──────── SUPPLIED DATA

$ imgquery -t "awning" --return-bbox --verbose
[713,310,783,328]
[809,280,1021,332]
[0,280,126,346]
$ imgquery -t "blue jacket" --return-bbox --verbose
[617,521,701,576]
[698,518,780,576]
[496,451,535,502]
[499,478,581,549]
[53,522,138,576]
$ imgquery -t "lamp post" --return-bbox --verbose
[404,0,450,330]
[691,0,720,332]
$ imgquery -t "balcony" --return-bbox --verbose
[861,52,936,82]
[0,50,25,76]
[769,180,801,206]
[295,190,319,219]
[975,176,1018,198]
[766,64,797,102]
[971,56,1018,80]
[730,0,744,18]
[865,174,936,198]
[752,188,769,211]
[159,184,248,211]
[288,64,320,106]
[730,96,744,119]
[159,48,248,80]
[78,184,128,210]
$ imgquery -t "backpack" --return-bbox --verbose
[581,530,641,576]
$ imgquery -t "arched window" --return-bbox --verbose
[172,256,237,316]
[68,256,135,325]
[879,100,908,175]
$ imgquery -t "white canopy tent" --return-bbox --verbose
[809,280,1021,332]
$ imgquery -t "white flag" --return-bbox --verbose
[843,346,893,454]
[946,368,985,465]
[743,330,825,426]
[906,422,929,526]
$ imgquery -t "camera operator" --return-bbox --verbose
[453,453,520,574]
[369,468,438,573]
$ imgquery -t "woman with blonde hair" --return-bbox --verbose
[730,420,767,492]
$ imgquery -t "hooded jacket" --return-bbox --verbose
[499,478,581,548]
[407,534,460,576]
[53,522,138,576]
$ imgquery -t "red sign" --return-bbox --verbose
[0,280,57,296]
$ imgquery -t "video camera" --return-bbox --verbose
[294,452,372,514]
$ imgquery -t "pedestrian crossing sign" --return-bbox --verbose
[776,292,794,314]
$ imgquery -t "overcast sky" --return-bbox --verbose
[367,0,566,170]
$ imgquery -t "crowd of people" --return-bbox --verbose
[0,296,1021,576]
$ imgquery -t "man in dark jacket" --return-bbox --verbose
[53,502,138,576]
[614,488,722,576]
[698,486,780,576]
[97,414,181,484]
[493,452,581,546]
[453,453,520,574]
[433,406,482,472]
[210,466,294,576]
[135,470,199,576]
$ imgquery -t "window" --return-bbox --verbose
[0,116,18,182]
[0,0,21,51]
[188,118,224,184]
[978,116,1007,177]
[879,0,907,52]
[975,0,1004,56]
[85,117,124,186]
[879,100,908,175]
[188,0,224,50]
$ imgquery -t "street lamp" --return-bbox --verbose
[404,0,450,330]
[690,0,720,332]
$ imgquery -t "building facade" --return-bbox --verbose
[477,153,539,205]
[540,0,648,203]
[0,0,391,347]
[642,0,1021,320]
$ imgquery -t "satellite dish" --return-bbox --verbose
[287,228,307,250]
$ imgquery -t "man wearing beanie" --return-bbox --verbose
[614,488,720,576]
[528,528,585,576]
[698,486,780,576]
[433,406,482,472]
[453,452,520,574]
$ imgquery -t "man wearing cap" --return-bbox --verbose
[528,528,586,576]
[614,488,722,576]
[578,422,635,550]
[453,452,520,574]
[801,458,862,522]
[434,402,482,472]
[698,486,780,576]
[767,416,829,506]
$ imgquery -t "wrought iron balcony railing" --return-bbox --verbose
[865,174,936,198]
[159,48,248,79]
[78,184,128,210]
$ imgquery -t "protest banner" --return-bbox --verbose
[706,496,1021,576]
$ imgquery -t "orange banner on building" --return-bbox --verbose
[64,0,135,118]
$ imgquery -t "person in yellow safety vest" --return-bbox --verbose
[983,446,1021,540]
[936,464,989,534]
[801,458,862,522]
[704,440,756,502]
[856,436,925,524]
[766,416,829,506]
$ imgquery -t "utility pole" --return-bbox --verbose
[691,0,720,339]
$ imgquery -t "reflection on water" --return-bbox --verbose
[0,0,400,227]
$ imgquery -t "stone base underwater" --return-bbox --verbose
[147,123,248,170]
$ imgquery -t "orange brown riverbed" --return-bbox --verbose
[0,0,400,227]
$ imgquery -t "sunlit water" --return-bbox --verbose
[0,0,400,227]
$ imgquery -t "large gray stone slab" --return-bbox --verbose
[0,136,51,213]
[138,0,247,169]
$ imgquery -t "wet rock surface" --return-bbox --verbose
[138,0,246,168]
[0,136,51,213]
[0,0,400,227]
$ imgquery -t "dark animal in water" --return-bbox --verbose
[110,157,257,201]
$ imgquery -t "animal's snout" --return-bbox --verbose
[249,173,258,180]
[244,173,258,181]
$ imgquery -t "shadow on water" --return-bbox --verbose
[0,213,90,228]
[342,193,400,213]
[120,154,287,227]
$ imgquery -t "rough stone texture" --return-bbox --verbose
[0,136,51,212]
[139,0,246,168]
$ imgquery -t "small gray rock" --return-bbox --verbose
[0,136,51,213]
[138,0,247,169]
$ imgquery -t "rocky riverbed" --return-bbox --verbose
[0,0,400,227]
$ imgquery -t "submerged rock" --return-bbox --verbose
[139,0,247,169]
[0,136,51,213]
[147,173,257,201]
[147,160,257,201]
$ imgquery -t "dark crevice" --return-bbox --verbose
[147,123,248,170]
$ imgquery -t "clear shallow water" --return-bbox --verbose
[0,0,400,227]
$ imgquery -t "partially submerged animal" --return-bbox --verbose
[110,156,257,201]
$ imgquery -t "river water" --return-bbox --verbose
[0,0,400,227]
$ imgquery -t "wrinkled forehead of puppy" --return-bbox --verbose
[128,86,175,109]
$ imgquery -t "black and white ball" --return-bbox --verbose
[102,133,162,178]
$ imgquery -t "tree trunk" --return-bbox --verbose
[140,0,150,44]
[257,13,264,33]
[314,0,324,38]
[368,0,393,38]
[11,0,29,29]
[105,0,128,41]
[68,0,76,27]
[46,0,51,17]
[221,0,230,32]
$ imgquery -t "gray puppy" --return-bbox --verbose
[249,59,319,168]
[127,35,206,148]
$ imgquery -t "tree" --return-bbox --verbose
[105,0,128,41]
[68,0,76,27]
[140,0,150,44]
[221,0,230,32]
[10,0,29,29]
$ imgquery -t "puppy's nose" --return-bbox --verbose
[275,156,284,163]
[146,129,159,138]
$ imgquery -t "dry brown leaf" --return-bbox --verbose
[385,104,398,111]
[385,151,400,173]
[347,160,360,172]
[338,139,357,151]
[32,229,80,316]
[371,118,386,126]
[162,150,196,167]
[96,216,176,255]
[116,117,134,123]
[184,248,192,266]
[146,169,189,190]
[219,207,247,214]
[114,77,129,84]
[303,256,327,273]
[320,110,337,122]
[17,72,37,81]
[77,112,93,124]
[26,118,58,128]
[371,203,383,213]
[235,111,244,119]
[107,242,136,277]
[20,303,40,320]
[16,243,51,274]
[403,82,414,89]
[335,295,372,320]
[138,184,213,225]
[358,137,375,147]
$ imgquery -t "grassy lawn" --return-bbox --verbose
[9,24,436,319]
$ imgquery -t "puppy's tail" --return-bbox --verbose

────────────────

> **GIVEN REQUEST**
Find every line in the data above that contains the word "white", and copy each of those lines.

> **ANSWER TO THE PROBLEM**
$ imgquery -t "white canopy tent" --return-bbox --verbose
$ imgquery -t "white flag" --return-bbox --verbose
$ imgquery -t "black and white ball" --return-bbox --verbose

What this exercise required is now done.